[Tarefa proposta]
Retome, por favor, o trecho abaixo sobre o livro escrito por delegadas e continue-o a partir da última frase.

━━━━━ Trecho fornecido

O prefácio da obra é assinado pelo delegado Luiz Juliao Ribeiro. Ele é o responsável por desvendar o caso Pedrinho. Também atuou em um dos episódios de repercussão de um psiquiatra que matou a ex-mulher em 1990.
 
Trabalho
Na obra,12 delegadas contam, ainda, os desafios da profissão. Além da preocupação com a vítima, os esforços também se concentram na busca pelos acusados. “Muitas das vezes atuamos no sentido de orientação, mas buscamos com muita vontade a responsabilização dos autores. Por isso, também mostramos no livro a competência da investigação de nós, mulheres, e o excelente trabalho exercido pela polícia”, diz Maria Aparecida.

━━━━━━━━━━
━━━━━ Material selecionado

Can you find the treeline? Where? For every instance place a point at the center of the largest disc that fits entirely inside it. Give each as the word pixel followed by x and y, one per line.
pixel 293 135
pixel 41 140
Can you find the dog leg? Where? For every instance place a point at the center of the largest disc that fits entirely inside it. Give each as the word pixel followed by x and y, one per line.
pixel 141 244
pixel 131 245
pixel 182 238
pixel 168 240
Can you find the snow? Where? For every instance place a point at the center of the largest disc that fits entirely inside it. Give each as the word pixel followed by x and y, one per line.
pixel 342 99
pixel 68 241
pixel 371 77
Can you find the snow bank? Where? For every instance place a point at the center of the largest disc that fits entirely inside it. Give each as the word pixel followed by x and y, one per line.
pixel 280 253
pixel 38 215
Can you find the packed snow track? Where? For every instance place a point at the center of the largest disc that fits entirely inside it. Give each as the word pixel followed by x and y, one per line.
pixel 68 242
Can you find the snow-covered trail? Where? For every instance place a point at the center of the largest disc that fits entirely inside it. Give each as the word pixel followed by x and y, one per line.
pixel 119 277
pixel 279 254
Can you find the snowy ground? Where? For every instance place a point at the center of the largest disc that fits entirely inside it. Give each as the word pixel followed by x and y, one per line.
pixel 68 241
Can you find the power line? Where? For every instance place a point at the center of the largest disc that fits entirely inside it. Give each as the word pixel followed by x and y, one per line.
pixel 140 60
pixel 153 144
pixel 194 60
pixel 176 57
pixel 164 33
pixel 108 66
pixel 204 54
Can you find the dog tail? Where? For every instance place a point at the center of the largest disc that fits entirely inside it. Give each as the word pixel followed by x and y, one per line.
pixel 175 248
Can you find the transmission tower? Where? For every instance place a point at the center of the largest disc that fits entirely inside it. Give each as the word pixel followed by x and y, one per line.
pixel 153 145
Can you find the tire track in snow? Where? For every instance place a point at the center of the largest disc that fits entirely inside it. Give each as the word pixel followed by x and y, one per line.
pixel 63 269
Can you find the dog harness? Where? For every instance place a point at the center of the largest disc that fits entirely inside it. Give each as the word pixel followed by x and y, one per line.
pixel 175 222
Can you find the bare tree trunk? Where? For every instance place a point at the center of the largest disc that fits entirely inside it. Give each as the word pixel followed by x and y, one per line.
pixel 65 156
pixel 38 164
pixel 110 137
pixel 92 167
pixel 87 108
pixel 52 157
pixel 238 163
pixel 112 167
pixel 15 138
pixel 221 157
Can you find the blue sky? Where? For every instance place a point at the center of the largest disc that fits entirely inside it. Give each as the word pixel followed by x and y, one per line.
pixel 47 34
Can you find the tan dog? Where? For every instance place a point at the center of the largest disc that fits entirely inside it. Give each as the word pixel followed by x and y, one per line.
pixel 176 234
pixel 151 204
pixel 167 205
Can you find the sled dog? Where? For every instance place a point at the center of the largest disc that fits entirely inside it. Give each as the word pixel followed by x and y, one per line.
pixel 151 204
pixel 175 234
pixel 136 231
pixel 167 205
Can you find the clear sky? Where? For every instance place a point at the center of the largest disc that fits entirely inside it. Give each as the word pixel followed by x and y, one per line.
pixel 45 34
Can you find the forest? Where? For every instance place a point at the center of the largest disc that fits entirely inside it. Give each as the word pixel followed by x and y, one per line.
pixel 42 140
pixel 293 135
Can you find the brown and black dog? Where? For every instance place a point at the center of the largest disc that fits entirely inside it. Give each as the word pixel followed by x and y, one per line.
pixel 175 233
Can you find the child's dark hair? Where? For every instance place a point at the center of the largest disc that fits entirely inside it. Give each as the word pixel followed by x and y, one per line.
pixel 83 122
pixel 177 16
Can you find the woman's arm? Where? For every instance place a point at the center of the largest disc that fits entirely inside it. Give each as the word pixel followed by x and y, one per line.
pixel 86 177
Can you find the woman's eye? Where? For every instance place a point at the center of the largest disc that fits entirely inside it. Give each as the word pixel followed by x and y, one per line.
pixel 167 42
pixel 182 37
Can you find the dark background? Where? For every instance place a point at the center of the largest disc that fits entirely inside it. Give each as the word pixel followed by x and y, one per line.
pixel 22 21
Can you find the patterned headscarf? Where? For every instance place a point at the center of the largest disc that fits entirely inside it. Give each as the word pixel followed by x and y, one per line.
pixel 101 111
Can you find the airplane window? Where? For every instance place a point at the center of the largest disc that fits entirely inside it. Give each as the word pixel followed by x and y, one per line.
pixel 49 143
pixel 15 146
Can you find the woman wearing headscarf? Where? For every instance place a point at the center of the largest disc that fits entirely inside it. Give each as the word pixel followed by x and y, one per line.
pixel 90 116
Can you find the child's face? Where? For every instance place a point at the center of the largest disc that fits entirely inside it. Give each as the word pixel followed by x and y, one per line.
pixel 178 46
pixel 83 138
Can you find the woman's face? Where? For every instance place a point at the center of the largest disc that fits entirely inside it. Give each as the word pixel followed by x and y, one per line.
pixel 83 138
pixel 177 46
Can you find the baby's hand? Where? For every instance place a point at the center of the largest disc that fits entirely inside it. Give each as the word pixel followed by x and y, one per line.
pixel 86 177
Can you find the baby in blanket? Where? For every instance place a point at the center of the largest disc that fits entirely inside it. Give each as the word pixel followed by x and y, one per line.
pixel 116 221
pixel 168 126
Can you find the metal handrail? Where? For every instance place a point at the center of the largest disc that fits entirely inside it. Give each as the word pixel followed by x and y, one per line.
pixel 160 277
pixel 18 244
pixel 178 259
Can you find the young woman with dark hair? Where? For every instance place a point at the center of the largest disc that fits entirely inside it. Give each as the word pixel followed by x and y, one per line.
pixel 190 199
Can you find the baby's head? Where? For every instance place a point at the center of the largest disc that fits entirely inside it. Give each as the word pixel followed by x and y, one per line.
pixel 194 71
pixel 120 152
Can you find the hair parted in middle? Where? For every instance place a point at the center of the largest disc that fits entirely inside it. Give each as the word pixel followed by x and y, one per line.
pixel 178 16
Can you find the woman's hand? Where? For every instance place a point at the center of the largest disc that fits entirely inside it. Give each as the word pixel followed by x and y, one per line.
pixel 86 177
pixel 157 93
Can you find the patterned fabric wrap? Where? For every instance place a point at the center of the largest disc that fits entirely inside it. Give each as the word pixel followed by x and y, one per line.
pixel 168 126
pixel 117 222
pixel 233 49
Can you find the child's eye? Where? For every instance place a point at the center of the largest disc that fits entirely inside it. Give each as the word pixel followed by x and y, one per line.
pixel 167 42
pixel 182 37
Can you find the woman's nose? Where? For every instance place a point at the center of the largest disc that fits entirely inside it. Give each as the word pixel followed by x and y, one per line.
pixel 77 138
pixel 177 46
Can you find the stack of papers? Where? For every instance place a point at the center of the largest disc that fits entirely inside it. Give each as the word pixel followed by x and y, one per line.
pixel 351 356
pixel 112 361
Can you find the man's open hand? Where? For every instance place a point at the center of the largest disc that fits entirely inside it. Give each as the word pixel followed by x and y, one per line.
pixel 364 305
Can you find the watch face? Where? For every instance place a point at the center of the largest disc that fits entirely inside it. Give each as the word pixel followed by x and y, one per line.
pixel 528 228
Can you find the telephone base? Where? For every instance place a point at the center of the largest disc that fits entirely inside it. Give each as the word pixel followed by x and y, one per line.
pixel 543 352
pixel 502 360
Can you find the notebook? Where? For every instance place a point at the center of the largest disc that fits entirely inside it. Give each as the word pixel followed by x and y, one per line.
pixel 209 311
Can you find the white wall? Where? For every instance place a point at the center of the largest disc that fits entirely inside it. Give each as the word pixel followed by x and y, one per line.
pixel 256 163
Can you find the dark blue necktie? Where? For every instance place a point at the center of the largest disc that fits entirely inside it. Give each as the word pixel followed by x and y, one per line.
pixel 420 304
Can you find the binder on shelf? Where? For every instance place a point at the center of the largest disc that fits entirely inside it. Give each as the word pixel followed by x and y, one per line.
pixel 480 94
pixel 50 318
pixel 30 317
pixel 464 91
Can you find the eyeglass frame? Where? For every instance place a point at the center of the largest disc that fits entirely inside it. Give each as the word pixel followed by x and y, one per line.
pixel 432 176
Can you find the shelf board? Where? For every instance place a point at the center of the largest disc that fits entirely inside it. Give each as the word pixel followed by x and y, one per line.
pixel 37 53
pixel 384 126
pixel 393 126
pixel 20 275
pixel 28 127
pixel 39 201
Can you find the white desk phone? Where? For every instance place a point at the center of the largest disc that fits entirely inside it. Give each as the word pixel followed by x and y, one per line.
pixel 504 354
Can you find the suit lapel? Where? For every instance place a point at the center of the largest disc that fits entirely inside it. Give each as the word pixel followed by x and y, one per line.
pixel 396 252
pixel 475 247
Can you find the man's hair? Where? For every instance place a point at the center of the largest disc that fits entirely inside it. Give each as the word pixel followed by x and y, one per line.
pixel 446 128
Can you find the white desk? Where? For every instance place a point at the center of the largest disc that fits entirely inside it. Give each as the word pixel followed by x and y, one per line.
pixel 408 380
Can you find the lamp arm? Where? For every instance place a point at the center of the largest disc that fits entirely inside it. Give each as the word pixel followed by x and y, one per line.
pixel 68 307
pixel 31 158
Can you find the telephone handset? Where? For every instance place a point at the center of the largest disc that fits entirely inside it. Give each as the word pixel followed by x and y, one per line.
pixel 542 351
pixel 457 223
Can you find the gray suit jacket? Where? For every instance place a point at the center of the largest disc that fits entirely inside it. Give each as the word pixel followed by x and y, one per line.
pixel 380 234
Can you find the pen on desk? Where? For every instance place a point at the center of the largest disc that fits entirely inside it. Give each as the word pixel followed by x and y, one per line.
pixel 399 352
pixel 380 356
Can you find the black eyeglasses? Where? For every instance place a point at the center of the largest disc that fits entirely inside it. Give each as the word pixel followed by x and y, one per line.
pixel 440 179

━━━━━━━━━━

[Resultado da tarefa]
Em uma área culturalmente marcada pela presença masculina, se destacar nas investigações também exigia esforço das investigadoras. Além da Deam, Maria Aparecida passou pela 12ª Delegacia de Polícia (Taguatinga Centro) e pela atual Coordenação de Homicídios e Coordenação de Repressão às Drogas (Deam).
Antes de se aposentar, atuou na Comissão Permanente Disciplinar. “As dificuldades são as mesmas, mas, em uma área que prioriza o masculino, se encontrava muita discriminação e preconceito”, lamenta.
Por essa razão, a delegada repreende colegas que repassam ataques contra mulheres. Na opinião dela, algumas mensagens se tornaram tão banalizadas que poucos percebem o machismo atrelado aos textos. “Hoje, quando recebo pelo WhatsApp algum texto que se desfaz da mulher ou que a menospreze, eu logo peço que a pessoa evite esse tipo de coisa. Muitas das vezes, o filho ouve e o neto, também. É importante que esse desprezo acabe”, ressalta.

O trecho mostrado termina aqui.